--- START OF Information shown ---

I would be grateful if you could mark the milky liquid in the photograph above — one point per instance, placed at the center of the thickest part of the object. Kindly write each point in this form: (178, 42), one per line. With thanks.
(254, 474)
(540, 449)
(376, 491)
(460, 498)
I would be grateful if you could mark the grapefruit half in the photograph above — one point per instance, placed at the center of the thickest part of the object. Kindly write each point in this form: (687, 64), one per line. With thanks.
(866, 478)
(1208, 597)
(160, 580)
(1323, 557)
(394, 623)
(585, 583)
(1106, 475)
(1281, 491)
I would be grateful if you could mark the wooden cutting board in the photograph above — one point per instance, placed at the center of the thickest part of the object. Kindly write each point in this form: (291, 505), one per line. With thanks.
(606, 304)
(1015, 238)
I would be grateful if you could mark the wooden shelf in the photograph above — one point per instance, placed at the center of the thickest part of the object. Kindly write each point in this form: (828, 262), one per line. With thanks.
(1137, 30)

--- END OF Information shown ---

- [Exercise description]: Transcribe the records verbatim, beginning with the line that contains "I would be grateful if you could mark the wooden shelf" and continuing through the end of the records.

- [Task response]:
I would be grateful if you could mark the wooden shelf in the photograph above — one point per instance, placed at the center of the thickest part of the object. Kindly write each point in this form: (828, 262), one per line. With thanks.
(1137, 30)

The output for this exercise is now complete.